Count the lines below that contain the string "bank", where case counts, and reply with only the number.

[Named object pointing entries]
******************************

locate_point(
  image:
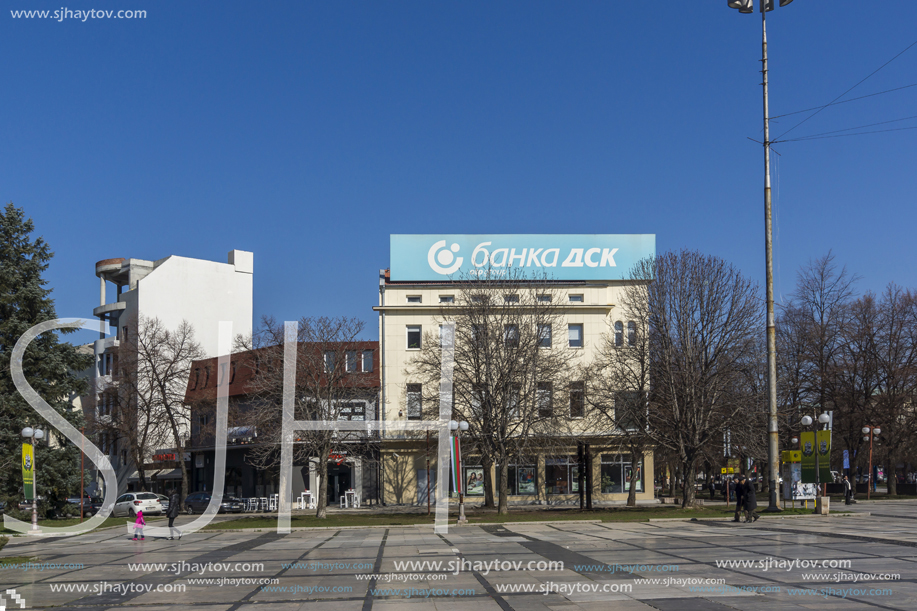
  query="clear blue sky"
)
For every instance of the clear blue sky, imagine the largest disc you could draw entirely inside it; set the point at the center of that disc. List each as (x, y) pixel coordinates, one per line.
(308, 132)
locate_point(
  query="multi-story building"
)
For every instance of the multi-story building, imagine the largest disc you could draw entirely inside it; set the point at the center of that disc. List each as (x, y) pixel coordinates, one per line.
(172, 290)
(586, 274)
(354, 460)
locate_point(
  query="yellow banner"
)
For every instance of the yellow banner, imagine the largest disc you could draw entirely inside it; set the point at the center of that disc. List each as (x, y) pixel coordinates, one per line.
(28, 471)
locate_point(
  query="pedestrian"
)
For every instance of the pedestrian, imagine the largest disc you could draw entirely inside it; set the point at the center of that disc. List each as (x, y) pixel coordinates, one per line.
(740, 499)
(751, 503)
(138, 525)
(174, 506)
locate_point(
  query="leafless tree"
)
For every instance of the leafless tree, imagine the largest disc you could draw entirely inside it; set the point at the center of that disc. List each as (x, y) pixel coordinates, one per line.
(330, 385)
(512, 378)
(704, 321)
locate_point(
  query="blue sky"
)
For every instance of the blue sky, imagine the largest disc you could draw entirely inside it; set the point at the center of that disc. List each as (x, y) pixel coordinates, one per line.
(308, 132)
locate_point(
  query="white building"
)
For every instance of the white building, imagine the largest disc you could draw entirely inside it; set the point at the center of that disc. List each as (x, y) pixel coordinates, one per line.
(173, 289)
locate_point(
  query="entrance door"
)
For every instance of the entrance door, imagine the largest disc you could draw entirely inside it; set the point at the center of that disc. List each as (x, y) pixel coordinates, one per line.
(339, 481)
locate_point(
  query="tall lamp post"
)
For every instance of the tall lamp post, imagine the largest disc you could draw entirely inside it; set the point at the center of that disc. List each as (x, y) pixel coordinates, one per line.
(748, 6)
(34, 435)
(458, 428)
(870, 432)
(807, 421)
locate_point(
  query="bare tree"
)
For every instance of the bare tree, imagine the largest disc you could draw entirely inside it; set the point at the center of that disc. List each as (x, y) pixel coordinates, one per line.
(704, 321)
(329, 386)
(511, 380)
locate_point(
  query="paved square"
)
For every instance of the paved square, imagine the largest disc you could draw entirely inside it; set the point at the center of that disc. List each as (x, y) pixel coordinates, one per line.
(857, 562)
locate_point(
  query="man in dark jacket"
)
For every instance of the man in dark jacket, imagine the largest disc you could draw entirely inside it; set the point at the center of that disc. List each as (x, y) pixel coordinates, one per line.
(751, 503)
(740, 497)
(174, 507)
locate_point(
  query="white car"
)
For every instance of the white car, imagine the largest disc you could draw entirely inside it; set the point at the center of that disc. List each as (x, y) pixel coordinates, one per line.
(132, 502)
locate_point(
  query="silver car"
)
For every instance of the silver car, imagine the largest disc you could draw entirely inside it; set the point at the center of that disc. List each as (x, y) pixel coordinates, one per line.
(132, 502)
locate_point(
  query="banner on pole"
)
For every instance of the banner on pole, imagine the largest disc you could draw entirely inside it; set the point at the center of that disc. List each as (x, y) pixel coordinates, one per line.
(456, 464)
(824, 457)
(807, 444)
(28, 471)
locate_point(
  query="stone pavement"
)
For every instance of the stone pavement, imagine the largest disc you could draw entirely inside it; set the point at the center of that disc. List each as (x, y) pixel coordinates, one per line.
(865, 562)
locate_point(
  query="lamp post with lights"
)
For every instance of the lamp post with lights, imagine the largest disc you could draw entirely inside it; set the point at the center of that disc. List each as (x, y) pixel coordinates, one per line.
(34, 435)
(748, 6)
(869, 433)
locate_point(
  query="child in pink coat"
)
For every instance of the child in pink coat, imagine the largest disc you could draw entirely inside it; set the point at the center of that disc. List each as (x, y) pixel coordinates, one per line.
(138, 525)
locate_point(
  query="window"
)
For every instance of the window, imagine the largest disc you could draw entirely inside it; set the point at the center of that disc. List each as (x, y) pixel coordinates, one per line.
(618, 475)
(352, 410)
(576, 336)
(544, 336)
(511, 336)
(577, 399)
(413, 337)
(415, 401)
(544, 399)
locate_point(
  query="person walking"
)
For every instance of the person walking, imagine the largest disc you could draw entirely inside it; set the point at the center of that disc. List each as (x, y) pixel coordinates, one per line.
(139, 523)
(174, 507)
(740, 498)
(751, 503)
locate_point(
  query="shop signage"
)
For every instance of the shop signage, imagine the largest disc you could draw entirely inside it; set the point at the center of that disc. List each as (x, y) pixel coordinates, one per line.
(561, 257)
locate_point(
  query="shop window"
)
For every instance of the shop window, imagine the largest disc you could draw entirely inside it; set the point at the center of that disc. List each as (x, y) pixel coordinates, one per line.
(617, 474)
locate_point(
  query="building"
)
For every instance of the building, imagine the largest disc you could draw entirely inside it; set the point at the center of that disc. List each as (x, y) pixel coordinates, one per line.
(173, 289)
(586, 274)
(353, 462)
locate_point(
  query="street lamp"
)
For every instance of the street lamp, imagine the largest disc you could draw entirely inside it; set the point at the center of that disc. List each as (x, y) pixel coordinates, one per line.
(460, 427)
(870, 432)
(34, 435)
(747, 6)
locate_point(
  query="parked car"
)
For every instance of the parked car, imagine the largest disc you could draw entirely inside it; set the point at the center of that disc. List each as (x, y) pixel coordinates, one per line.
(132, 502)
(198, 502)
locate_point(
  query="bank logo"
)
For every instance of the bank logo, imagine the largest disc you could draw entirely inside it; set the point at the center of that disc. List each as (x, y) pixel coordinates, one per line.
(14, 596)
(442, 260)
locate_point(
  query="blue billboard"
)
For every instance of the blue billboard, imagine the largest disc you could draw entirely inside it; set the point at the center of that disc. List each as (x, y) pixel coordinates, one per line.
(561, 257)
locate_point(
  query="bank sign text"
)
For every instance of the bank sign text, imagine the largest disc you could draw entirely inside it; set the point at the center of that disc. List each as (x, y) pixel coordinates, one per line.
(561, 257)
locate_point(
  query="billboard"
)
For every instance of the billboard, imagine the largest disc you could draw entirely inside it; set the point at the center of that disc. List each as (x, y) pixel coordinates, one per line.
(561, 257)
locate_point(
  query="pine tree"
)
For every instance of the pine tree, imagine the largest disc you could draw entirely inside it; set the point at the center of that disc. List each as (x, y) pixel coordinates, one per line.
(48, 363)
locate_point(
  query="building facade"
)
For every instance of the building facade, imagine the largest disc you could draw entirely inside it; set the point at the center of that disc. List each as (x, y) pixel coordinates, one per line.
(429, 277)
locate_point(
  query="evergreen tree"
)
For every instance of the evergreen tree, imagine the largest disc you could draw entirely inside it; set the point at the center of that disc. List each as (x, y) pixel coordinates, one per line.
(48, 363)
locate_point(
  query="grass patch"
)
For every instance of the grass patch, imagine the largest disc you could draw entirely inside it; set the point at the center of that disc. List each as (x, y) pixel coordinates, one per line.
(478, 516)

******************************

● **Output of the exercise**:
4